• _Task prompt_
Answer these from the passage on pre-focused headlight bulbs:
1. According to the reply, what does "pre-focused" mean?
2. Which car is named as an exception to perfectly parabolic reflectors being common?
3. How is the beam dipped in a parabolic reflector?

• _Given passage_

Edit: Here's the 12v halogens (6v too)  http://www.lbcarco.com/cgi-bin/gen5?runprog=lbcnews&page=/halogen.html

 

3 hours ago, Jack Worstell said:

Thanks for the tips.

Yes I know that these bulbs are sort of special   ...they are   "pre-focused".....whatever that means ????   I guess it means that the bulb is meant for a specifically designed reflector....But then again aren't all reflectors parabolic so that any bulb of correct volts/watts/mounting base should work  ???

 

Jack


Well... no

 

What "pre-focused" means is that the filaments are in a specific location with regard to the base. This means you can put a new bulb in without having to focus the light. Designs like this have a ring around the base to locate the bulb.

 

Yes, perfectly parabolic reflectors are common (not on the 37 Buick, but I'll get back to that).

 

Headlight designs generally have to have the reflectors and lenses designed around where the light is. "Where the light is" includes whether the filament is oriented side to side or front to back. The lit filament is sort of a cylinder shaped spot of light. To dip the beam in a parabolic reflector, you move the filament out of focus, or off of the center point.  How this is done varies.

• _Rows_
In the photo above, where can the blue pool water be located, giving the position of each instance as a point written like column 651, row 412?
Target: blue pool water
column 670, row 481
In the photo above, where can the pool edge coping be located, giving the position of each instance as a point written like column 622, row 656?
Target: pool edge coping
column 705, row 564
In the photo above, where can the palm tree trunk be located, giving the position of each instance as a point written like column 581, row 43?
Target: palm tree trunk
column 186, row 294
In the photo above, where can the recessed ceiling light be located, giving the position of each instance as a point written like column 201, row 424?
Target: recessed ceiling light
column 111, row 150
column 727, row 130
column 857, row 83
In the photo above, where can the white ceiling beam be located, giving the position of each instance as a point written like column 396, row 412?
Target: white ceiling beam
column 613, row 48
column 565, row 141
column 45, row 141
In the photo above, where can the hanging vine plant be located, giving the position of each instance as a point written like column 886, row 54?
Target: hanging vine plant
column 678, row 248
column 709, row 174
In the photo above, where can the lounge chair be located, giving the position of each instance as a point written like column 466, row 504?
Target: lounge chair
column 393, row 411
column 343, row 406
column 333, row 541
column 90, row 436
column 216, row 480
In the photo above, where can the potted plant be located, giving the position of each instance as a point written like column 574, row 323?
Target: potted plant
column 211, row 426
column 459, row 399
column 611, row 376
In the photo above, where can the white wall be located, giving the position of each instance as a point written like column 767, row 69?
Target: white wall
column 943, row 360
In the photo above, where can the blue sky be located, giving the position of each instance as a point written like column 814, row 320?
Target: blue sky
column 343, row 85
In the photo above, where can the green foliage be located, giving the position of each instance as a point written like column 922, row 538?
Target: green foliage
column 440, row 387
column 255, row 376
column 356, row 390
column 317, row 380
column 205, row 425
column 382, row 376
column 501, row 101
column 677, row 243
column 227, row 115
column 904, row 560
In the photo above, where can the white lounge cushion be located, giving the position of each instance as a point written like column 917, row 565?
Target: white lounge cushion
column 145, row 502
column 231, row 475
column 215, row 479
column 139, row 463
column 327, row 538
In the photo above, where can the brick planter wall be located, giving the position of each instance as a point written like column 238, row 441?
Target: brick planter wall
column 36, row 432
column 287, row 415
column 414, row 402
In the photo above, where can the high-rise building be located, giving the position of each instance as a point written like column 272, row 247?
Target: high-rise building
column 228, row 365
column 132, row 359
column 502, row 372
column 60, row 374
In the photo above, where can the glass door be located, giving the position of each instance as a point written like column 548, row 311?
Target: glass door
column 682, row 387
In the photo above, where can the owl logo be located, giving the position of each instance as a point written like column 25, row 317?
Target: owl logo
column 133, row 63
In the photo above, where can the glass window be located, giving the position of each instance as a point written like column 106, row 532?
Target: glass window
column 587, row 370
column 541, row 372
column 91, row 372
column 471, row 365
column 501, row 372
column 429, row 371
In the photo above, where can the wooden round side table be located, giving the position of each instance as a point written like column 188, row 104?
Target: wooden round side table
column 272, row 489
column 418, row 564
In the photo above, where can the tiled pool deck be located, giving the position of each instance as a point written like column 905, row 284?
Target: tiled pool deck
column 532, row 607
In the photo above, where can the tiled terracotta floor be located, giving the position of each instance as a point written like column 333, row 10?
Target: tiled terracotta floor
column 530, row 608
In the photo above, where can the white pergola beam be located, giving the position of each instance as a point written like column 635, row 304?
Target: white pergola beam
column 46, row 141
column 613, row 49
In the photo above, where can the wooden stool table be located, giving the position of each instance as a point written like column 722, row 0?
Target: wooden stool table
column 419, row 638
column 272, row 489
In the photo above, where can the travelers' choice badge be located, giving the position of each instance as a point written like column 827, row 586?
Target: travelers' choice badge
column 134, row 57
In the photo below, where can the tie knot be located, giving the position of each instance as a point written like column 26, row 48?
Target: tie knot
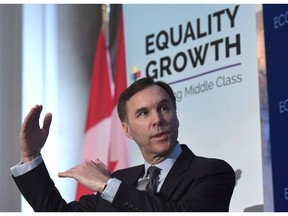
column 153, row 171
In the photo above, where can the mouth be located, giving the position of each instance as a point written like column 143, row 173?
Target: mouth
column 161, row 136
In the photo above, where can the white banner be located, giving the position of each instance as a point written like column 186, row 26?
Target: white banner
column 208, row 55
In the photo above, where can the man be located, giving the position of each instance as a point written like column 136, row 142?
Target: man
column 183, row 181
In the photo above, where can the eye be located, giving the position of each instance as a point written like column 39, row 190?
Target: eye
column 164, row 108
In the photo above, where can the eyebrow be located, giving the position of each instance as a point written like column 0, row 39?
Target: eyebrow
column 142, row 109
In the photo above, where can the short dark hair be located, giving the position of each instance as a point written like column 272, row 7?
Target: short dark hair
column 135, row 88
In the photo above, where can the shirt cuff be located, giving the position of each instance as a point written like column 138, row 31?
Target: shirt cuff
column 111, row 189
column 22, row 168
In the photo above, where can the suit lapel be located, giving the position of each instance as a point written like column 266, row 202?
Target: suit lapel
column 175, row 175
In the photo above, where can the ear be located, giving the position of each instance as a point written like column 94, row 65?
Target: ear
column 126, row 130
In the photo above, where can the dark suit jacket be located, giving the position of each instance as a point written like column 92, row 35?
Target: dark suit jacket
column 193, row 184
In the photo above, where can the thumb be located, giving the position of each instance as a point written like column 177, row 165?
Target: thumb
column 47, row 122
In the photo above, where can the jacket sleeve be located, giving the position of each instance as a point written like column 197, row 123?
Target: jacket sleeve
column 206, row 187
column 40, row 192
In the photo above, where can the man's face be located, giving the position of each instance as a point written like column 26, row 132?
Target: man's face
column 152, row 123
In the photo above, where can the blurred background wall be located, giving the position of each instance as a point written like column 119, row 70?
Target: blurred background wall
column 46, row 57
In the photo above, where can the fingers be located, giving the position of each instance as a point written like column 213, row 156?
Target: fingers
column 67, row 173
column 47, row 122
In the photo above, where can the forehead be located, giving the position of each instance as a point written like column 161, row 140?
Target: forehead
column 149, row 95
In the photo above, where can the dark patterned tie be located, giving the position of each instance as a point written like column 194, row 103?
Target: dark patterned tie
column 153, row 174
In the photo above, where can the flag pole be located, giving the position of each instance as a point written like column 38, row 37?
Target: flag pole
column 105, row 21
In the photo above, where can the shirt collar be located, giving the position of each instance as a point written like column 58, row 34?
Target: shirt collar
column 168, row 162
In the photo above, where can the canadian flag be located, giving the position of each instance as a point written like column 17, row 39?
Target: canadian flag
column 98, row 122
column 119, row 151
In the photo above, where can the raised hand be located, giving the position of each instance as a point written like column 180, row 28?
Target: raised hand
column 92, row 174
column 32, row 137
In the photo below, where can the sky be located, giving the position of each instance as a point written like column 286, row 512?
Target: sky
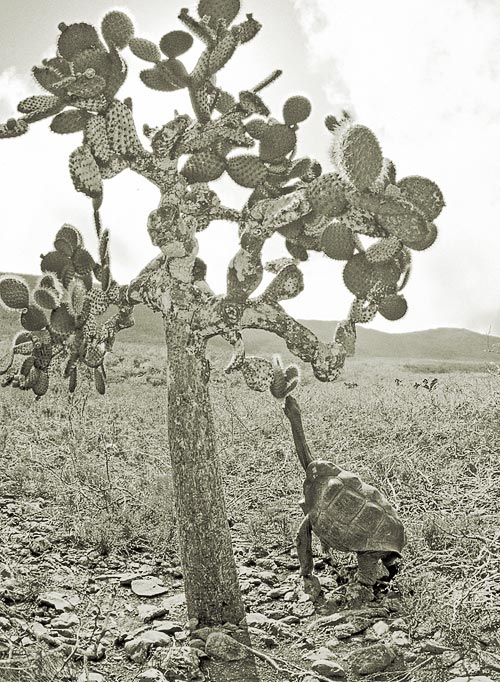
column 424, row 75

• _In response_
1. The filaments are in a specific location with regard to the base.
2. The 37 Buick.
3. By moving the filament out of focus, or off of the center point.